## Given request:
Could you convert the lines below, starting with the line containing "pendant light with a tight axis-aligned box." and going on through the line containing "177, 22, 210, 137", into a Markdown table with columns headed Row and Line, numbering each row and leaving out any blank lines?

## Data excerpts:

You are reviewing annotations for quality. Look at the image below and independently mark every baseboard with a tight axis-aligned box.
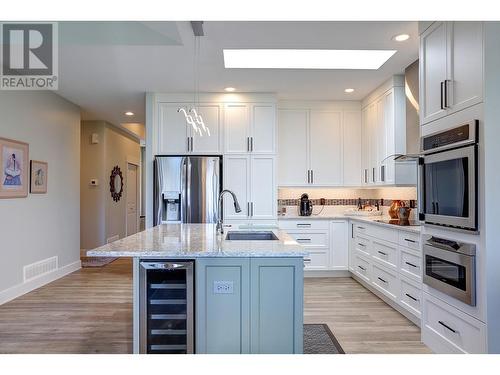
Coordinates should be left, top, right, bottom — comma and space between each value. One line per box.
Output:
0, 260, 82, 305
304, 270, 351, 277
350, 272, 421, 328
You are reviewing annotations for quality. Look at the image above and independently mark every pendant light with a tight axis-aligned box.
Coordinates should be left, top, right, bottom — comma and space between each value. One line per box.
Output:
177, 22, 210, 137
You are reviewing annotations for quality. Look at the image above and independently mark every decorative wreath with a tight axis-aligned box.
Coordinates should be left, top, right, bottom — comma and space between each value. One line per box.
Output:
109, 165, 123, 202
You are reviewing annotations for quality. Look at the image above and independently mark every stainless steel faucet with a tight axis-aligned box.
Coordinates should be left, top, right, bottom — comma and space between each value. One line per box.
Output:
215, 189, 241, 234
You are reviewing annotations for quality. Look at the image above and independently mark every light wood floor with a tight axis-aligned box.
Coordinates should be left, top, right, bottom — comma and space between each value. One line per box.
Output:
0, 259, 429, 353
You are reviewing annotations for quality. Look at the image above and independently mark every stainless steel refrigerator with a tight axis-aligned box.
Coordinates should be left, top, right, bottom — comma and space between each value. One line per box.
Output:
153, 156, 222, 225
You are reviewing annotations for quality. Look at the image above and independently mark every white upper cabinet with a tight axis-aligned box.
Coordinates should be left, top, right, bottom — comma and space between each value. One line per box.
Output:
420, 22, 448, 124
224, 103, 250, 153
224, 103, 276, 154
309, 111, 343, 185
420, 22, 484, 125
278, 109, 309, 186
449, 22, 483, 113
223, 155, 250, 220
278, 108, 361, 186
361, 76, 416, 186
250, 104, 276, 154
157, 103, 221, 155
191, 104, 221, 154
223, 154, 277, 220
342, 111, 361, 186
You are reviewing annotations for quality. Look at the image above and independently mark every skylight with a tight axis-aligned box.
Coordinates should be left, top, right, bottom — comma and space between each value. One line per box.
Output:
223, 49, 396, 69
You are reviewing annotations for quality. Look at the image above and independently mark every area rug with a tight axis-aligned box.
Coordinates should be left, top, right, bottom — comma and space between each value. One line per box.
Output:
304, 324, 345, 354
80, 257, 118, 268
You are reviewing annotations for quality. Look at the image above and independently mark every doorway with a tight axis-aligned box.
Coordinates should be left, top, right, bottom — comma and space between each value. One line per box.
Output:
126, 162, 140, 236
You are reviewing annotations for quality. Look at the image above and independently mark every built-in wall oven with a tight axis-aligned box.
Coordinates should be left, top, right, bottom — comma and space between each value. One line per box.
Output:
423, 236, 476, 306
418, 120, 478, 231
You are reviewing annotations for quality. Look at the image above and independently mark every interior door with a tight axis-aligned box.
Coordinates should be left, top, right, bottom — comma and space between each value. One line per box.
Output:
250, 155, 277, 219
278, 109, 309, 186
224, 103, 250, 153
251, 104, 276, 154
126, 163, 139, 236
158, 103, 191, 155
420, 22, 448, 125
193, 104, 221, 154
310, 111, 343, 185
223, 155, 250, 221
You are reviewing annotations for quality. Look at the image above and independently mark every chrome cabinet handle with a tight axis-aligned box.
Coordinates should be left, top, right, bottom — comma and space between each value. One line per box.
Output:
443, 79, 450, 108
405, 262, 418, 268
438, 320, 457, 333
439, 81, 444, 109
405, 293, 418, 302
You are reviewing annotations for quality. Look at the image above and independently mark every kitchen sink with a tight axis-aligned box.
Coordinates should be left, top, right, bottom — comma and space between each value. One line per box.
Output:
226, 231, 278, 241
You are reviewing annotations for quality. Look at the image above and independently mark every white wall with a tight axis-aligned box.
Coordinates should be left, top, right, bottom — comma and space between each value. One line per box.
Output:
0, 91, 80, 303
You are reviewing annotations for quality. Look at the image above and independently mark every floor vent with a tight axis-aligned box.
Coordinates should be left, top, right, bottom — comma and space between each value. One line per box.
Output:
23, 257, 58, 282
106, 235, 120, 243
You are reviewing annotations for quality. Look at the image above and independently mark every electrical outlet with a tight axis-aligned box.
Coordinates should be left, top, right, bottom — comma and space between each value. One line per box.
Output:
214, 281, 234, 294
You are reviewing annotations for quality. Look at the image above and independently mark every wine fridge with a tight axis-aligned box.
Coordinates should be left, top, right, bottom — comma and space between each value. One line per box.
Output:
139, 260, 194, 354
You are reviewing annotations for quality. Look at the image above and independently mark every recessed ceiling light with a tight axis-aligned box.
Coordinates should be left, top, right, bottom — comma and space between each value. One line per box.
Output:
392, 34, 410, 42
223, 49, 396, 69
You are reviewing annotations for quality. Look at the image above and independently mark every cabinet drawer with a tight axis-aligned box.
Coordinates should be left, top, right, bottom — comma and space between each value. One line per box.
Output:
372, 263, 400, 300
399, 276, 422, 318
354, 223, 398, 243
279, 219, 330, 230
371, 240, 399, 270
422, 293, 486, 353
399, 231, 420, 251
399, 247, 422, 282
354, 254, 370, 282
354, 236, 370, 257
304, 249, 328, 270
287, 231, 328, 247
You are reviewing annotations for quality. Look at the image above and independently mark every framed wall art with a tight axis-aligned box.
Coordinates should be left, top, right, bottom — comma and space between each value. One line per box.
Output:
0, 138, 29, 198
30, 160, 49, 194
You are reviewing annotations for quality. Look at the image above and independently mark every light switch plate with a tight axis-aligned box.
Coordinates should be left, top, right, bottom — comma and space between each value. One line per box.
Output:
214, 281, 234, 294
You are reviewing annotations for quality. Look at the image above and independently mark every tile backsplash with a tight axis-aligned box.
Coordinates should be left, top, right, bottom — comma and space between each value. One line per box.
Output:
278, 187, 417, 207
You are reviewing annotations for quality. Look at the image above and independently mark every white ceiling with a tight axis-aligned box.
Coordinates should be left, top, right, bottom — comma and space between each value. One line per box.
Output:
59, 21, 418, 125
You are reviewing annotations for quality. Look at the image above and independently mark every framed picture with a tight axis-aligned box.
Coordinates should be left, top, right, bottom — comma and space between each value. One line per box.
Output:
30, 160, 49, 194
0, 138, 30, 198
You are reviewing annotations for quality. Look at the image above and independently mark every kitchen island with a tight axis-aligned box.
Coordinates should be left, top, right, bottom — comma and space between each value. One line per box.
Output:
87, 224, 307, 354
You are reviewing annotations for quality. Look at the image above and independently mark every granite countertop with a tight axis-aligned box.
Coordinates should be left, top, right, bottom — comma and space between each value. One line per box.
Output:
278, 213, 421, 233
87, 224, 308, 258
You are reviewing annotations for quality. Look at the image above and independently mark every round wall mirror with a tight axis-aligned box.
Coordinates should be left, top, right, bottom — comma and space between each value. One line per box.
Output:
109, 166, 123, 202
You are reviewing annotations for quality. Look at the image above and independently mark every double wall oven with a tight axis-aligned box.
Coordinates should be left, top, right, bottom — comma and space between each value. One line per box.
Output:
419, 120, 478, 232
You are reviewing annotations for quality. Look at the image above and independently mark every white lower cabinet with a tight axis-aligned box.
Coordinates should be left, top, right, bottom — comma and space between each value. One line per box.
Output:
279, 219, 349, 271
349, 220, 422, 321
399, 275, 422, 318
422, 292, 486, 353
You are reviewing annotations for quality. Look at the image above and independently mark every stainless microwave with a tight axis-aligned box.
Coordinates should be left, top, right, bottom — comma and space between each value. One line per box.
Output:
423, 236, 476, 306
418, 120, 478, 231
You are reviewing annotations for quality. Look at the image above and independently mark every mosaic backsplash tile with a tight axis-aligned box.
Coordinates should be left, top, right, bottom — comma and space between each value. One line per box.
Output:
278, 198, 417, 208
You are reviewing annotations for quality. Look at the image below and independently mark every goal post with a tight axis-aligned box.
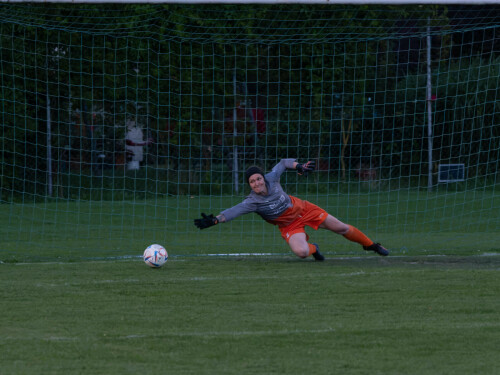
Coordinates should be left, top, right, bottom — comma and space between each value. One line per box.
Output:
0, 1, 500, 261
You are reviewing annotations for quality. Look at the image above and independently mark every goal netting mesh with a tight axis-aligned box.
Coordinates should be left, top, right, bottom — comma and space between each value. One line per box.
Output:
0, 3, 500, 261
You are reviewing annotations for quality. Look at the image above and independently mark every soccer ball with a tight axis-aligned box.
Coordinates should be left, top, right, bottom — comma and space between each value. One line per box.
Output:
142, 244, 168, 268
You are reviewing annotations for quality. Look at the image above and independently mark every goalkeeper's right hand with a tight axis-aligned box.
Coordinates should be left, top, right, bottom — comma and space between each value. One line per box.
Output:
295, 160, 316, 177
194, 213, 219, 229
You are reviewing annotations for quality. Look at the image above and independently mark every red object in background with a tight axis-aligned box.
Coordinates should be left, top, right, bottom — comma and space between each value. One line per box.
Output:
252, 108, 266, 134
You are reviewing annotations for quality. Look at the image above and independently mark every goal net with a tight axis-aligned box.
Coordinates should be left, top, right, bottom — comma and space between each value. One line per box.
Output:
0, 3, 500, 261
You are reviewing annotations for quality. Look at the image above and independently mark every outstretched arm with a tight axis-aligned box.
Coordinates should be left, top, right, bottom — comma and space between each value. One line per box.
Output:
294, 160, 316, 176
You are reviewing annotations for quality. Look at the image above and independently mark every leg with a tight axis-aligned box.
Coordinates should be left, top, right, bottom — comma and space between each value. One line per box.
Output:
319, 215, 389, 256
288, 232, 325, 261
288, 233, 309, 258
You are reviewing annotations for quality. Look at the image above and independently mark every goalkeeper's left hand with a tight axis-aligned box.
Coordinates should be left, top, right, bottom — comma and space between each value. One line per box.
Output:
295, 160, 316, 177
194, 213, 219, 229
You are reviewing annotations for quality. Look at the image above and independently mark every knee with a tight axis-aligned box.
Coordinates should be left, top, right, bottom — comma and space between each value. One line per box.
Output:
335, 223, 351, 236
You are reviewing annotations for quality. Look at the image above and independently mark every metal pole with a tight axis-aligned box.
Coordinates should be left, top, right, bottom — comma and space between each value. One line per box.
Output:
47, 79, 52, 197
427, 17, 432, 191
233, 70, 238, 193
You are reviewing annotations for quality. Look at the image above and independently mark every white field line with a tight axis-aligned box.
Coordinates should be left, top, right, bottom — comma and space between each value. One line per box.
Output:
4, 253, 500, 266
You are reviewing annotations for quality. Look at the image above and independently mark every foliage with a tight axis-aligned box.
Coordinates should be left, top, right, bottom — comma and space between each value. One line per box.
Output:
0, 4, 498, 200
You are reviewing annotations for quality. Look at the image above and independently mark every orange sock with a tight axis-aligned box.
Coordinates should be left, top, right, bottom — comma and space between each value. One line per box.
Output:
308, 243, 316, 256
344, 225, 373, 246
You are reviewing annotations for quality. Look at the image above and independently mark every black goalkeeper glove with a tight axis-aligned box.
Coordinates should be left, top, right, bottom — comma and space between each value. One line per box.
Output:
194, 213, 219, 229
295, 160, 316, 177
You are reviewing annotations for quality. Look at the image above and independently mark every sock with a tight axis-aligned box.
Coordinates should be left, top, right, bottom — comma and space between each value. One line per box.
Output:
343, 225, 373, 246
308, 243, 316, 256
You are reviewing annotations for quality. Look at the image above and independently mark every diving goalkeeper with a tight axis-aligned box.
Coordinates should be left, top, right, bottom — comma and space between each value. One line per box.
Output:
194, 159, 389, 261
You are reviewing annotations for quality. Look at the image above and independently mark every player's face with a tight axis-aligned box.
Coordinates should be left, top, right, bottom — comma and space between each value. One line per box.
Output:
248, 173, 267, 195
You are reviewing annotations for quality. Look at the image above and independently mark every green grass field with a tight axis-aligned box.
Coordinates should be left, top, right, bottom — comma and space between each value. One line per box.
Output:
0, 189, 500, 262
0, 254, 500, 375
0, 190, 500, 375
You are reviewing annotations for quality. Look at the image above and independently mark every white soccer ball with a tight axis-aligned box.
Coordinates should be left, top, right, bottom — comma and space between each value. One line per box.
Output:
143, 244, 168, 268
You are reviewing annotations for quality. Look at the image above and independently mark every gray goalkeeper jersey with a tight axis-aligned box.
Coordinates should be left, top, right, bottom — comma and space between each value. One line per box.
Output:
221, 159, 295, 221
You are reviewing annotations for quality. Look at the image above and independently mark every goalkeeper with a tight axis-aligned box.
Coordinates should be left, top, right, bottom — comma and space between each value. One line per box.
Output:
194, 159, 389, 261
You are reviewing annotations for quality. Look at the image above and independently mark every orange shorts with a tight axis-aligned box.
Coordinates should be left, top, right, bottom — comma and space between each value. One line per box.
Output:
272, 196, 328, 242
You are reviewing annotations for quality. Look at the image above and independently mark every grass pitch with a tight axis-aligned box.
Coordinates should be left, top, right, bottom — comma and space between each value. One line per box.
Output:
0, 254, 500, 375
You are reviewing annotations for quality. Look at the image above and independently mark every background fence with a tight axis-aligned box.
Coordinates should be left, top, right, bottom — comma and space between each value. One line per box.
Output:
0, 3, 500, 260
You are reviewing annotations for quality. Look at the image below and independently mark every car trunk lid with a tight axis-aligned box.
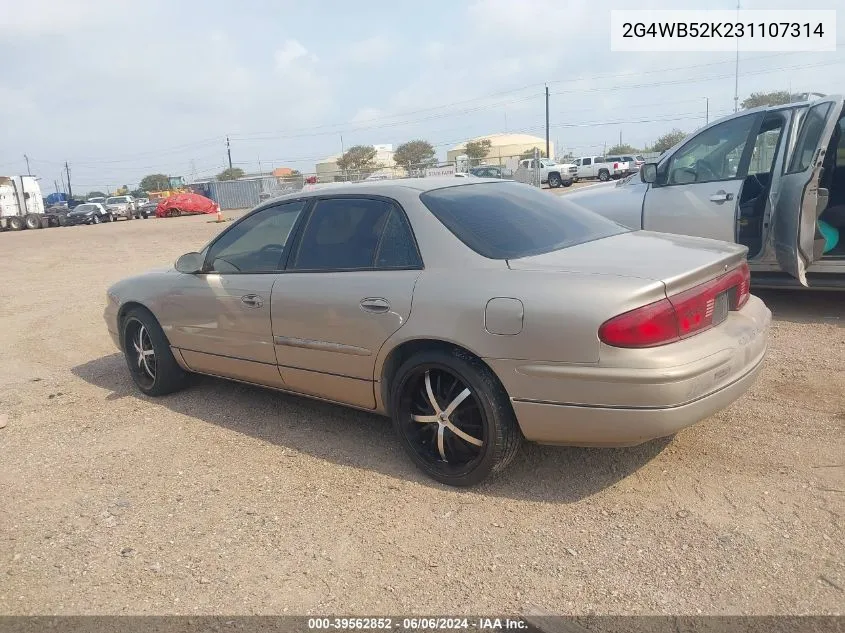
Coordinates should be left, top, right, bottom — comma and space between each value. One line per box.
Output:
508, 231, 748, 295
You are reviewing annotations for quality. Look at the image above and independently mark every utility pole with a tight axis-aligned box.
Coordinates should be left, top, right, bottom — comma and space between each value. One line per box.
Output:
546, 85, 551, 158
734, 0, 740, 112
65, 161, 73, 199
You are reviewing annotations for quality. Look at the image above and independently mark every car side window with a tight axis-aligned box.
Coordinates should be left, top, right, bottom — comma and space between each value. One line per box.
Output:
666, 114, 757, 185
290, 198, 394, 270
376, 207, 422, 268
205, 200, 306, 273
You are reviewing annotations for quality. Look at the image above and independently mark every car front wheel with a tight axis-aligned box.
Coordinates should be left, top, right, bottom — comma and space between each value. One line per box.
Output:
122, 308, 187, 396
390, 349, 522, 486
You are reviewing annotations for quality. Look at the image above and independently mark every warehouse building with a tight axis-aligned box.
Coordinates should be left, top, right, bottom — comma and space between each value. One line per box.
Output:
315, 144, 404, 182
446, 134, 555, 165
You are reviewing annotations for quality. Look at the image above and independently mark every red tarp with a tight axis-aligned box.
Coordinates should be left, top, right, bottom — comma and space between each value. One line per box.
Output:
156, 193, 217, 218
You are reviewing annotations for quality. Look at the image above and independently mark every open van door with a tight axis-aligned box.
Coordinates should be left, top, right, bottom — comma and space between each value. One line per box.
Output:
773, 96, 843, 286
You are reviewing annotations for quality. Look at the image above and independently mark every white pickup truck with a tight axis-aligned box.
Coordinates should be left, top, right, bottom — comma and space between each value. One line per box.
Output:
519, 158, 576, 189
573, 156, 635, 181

## Response to this exercise:
| Row | Line |
|---|---|
| 1 | You are reviewing annotations for quality. Look at the image above and independently mark every pendant light with a tight axis-aligned box. |
| 2 | Coordinates should be left, top, right, bottom — comma and space between each value. One line per box. |
| 3 | Output: |
| 4 | 177, 22, 210, 137 |